◆ Page excerpt:
A Carnival of Snackery: Diaries: Volume Two

Paperback / softback

Main Details

Title A Carnival of Snackery: Diaries: Volume Two
Authors and Contributors      By (author) David Sedaris
Physical Properties
Format:Paperback / softback
Pages:576
Dimensions(mm): Height 232,Width 154
ISBN/Barcode 9781408707876
ClassificationsDewey:818.602
Audience
General

Publishing Details

Publisher Little, Brown Book Group
Imprint Little, Brown
Publication Date 7 October 2021
Publication Country United Kingdom

Description

There's no right way to keep a diary, but if there's an entertaining way, David Sedaris seems to have mastered it. If it's navel-gazing you're after, you've come to the wrong place; ditto treacly self-examination. Rather, his observations turn outward: a fight between two men on a bus, a fight between two men on the street, pedestrians being whacked over the head or gathering to watch as a man considers jumping to his death. There's a dirty joke shared at a book signing, then a dirtier one told at a dinner party-lots of jokes here. Plenty of laughs. These diaries remind you that you once really hated George W. Bush, and that not too long ago, Donald Trump was a harmless laughingstock, at least on French TV. Time marches on, and Sedaris, at his desk or on planes, in fine hotel dining rooms and odd Japanese inns, records it. The entries here reflect an ever-changing background-new administrations, new restrictions on speech and conduct. What you can say at the start of the book, you can't by the end. At its best, A Carnival of Snackery is a sort of sampler: the bitter and the sweet. Some entries are just what you wanted. Others you might want to spit discreetly into a napkin. Praise for Theft by Finding, the first volume of David Sedaris's diaries 'The writing here is funnier, (even) sharper . . . There isn't a dull word among these pages' India Knight, Sunday Times 'Could there be a more delightful American import than the memoirist David Sedaris? Not since the peanut butter and jelly sandwich have we inherited something so sweet and comforting yet so wickedly naughty' The Times

Author Biography

With sardonic wit and incisive social critiques, David Sedaris has become one of America's pre-eminent humor writers. The great skill with which he slices through cultural euphemisms and political correctness proves that Sedaris is a master of satire and one of the most observant writers addressing the human condition today. David Sedaris is the author of eleven previous books, including, most recently, The Best of Me, Calypso, and Theft by Finding. He is a regular contributor to The New Yorker and BBC Radio 4. In 2019, he was inducted into the American Academy of Arts and Letters. He is the recipient of the Thurber Prize for American Humor, the Jonathan Swift International Literature Prize for Satire and Humor, and the Terry Southern Prize for Humor.

◆ Data shown:
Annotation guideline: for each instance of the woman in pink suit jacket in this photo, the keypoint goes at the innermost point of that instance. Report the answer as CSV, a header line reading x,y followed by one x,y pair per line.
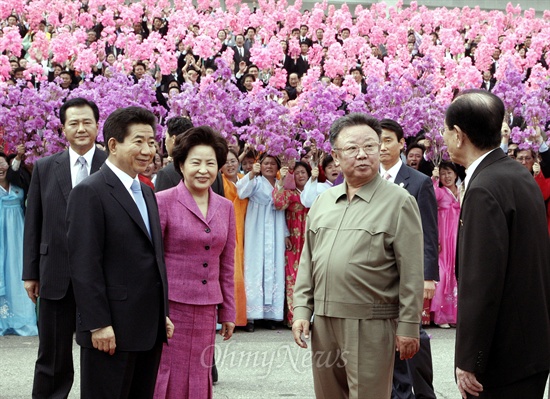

◆ Aim of the task:
In the book page above, recast the paragraph beginning "With sardonic wit and incisive social critiques" as a bulleted list that keeps its main facts.

◆ Output of the exercise:
- David Sedaris is one of America's pre-eminent humor writers, known for sardonic wit and incisive social critiques.
- He cuts skillfully through cultural euphemisms and political correctness, which marks him as a master of satire and a highly observant writer on the human condition.
- He has written eleven previous books, most recently The Best of Me, Calypso, and Theft by Finding.
- He contributes regularly to The New Yorker and BBC Radio 4.
- He was inducted into the American Academy of Arts and Letters in 2019.
- His awards include the Thurber Prize for American Humor, the Jonathan Swift International Literature Prize for Satire and Humor, and the Terry Southern Prize for Humor.